• _Source text_
** Begin **

Single by Greta Van Fleet

from the album Starcatcher
- Written: 2021
- Released: June 27, 2023
- Recorded: 2021–2022
- Genre: Blues rock
- Length: 3:39
- Label: Republic
- Songwriters: Jake Kiszka; Josh Kiszka; Sam Kiszka; Danny Wagner; Dave Cobb;
- Producer: Dave Cobb

Greta Van Fleet singles chronology
| "Farewell for Now" (2023) | "The Falling Sky" (2023) | "Play Your Games" (2026) |

= The Falling Sky =

"The Falling Sky" is a song by American rock band Greta Van Fleet. It was released as the third single from their third album, Starcatcher.

== Background ==
The song was written while the band was working on their third album and recorded during the Starcatcher sessions in 2022. They debuted the song on March 24, 2023, during their Dreams in Gold Tour, and the track was released to the public on June 27, 2023, on digital media.

== Live performances ==
The song was performed during the Dreams in Gold Tour and the Starcatcher Tour.

== Composition ==
Guitarist Jake Kiska said "'The Falling Sky' demonstrates the darkness and barbarity in a world filled with such duality. In essence, a reminder of the complexity of the human soul and all it is capable of enduring; a letter of love written to the rising sun."

** End **

• _Dataset_
** Begin **

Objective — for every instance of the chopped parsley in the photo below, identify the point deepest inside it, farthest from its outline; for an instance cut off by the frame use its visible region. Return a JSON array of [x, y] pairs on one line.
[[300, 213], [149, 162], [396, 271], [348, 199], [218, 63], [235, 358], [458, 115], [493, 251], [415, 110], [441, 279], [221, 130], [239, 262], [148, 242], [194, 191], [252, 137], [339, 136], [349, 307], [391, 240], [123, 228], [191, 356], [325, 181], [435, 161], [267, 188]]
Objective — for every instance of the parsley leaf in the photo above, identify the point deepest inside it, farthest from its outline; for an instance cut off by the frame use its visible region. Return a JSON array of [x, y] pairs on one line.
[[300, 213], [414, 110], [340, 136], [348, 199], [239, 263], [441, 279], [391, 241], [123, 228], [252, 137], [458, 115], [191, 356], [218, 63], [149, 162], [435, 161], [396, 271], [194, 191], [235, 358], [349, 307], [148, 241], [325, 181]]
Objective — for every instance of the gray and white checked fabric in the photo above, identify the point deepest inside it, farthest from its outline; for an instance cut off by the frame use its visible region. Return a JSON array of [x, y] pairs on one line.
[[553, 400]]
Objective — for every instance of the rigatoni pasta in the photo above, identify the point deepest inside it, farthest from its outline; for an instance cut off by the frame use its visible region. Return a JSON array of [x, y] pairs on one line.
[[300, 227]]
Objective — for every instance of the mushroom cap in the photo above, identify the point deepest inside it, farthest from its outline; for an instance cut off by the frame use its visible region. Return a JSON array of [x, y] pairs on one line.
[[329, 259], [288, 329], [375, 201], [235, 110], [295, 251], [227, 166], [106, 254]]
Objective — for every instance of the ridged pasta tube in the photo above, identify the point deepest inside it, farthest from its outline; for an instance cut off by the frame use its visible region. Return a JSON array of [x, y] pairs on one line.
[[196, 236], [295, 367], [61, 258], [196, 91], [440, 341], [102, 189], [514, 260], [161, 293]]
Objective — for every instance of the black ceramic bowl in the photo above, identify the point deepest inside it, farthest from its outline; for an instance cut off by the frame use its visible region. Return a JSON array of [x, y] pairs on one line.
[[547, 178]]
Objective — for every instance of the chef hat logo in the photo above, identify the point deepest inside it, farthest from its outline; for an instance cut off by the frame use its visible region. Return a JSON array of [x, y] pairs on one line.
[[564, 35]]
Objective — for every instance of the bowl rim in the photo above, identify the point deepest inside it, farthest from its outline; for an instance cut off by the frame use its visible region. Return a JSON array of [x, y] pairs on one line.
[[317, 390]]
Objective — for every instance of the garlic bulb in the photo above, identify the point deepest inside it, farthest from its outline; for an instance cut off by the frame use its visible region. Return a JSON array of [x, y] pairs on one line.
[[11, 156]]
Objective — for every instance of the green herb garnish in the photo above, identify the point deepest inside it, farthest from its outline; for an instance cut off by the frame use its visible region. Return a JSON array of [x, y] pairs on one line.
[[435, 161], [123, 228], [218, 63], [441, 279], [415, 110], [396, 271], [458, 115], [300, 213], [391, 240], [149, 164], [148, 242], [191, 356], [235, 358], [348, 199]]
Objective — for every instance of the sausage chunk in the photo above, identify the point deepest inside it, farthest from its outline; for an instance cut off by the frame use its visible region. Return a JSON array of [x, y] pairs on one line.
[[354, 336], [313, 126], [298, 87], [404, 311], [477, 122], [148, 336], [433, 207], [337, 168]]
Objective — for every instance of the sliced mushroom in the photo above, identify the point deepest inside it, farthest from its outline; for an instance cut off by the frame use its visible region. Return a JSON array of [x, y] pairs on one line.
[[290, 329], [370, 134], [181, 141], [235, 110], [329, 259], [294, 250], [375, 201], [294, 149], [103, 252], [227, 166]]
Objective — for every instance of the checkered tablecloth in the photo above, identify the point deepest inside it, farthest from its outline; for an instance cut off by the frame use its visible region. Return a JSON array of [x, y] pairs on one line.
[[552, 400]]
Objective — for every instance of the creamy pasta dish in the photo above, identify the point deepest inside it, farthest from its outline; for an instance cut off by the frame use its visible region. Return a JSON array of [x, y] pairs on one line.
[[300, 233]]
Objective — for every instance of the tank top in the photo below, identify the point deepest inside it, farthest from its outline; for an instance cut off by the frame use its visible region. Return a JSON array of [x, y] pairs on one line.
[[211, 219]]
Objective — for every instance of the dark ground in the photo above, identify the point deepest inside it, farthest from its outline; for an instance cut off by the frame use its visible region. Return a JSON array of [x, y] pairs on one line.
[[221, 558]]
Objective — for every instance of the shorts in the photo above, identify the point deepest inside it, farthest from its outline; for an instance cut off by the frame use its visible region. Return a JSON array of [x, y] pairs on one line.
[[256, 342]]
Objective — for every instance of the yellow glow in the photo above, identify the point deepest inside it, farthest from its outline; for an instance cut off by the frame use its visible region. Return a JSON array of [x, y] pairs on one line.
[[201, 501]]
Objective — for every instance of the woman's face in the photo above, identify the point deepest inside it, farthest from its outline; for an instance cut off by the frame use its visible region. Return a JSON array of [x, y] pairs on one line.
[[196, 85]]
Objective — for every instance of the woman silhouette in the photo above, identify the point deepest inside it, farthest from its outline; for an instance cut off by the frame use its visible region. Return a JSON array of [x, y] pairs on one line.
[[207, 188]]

** End **

• _Task instructions_
- A) Rewrite the paragraph in the "The Falling Sky" article that begins "The song was written while the band" as a bulleted list that keeps its main facts.
- B) Copy the passage from the "The Falling Sky" article between "Greta Van Fleet singles" and "the Starcatcher Tour.", inclusive, word for word.
The material has no connection to the article about "The Falling Sky."

• _Task results_
- A)
- Written while the band was working on their third album
- Recorded during the Starcatcher sessions in 2022
- Debuted on March 24, 2023, during the Dreams in Gold Tour
- Released to the public on June 27, 2023, on digital media

- B)
Greta Van Fleet singles chronology
| "Farewell for Now" (2023) | "The Falling Sky" (2023) | "Play Your Games" (2026) |

= The Falling Sky =

"The Falling Sky" is a song by American rock band Greta Van Fleet. It was released as the third single from their third album, Starcatcher.

== Background ==
The song was written while the band was working on their third album and recorded during the Starcatcher sessions in 2022. They debuted the song on March 24, 2023, during their Dreams in Gold Tour, and the track was released to the public on June 27, 2023, on digital media.

== Live performances ==
The song was performed during the Dreams in Gold Tour and the Starcatcher Tour.